Image point grounding data
■ ■ ■ ■

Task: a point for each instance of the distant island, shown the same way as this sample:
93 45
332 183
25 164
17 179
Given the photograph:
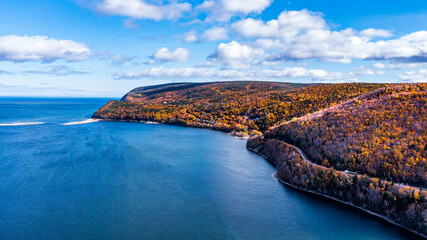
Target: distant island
361 144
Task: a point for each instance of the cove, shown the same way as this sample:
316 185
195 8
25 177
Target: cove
119 180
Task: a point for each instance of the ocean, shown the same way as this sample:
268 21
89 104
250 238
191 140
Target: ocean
63 176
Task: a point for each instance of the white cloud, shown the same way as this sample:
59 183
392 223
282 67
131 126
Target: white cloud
265 74
141 9
361 70
305 35
288 25
164 55
130 23
57 71
245 6
374 33
191 37
41 48
215 34
414 76
223 10
234 55
399 65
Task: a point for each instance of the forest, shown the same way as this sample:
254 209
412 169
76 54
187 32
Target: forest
403 205
375 131
383 134
243 108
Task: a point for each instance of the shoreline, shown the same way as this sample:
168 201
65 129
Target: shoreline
384 218
170 124
381 217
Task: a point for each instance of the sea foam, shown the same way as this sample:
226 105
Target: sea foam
91 120
20 124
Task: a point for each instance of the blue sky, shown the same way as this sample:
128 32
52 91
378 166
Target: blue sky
107 47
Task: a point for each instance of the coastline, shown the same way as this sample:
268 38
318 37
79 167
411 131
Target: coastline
272 161
384 218
171 124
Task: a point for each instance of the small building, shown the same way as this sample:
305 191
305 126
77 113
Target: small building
350 172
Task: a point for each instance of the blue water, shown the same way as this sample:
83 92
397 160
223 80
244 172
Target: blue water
117 180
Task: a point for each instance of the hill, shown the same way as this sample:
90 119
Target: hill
382 134
244 108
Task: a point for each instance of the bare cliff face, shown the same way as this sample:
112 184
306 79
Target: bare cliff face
404 206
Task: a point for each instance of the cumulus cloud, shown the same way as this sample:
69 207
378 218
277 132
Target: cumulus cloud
414 76
57 71
374 33
288 25
2 72
215 34
223 10
208 73
191 37
116 59
130 23
164 55
234 55
361 70
306 35
399 65
140 9
41 48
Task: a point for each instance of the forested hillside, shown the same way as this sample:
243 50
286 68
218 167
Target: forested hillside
245 108
383 134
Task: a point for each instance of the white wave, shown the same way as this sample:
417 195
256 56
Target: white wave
20 124
91 120
150 122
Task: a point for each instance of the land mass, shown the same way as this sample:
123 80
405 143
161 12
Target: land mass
357 143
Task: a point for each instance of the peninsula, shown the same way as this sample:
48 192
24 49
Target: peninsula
362 144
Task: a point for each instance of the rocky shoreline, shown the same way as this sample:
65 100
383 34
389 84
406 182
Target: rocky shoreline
258 149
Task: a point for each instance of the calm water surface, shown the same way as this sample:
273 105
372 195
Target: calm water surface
117 180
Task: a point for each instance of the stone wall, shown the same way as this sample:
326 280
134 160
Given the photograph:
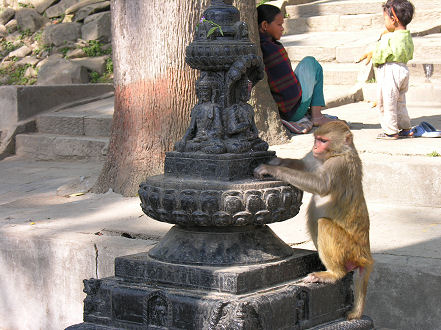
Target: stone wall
49 42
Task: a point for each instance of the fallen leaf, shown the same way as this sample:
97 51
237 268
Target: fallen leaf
76 194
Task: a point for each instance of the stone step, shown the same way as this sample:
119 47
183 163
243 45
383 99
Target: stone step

■ ■ ■ ■

**Task item:** Only those lines of the entries above that run from the line containing "Task: a point for each instance of the ocean, shown" to the line containing "Task: a point for each instance of the shoreline, shown", both included, should be transcribed exactly.

**Solution below:**
Task: a point for each instance of the ocean, shown the same way as this sample:
268 21
89 104
250 238
191 140
Target: ocean
63 176
Task: a point for each instance of the white cloud, shown the same way as this sample:
59 183
392 223
282 67
131 126
Target: white cloud
265 74
141 9
361 70
305 35
288 25
164 55
130 23
57 71
245 6
374 33
191 37
41 48
215 34
414 76
223 10
234 55
399 65
Task: a point for each instance of the forest, shown the same way as this sample:
254 209
412 169
76 54
187 32
Target: forest
403 205
375 131
383 134
243 108
Task: a point for each instance of the shoreline, shown the same way as this sample:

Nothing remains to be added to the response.